Task requirements.
Copy all of the material below line for line, without changing a single character.

[Material from a data source]
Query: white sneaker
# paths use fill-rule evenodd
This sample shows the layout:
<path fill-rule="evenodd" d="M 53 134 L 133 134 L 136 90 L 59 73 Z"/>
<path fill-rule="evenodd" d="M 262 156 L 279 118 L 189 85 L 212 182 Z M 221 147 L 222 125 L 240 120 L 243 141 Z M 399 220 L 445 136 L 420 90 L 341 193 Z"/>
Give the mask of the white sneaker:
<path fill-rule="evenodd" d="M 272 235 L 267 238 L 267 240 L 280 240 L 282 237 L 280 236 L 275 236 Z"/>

Expected answer.
Query: white sneaker
# paths use fill-rule evenodd
This sample shows the layout:
<path fill-rule="evenodd" d="M 53 134 L 133 134 L 136 90 L 59 73 Z"/>
<path fill-rule="evenodd" d="M 262 156 L 279 118 L 189 85 L 212 182 Z M 221 147 L 222 125 L 240 120 L 243 141 Z M 399 220 L 445 136 L 420 90 L 341 193 Z"/>
Give the mask of the white sneaker:
<path fill-rule="evenodd" d="M 272 235 L 267 238 L 267 240 L 280 240 L 282 237 L 280 236 L 275 236 Z"/>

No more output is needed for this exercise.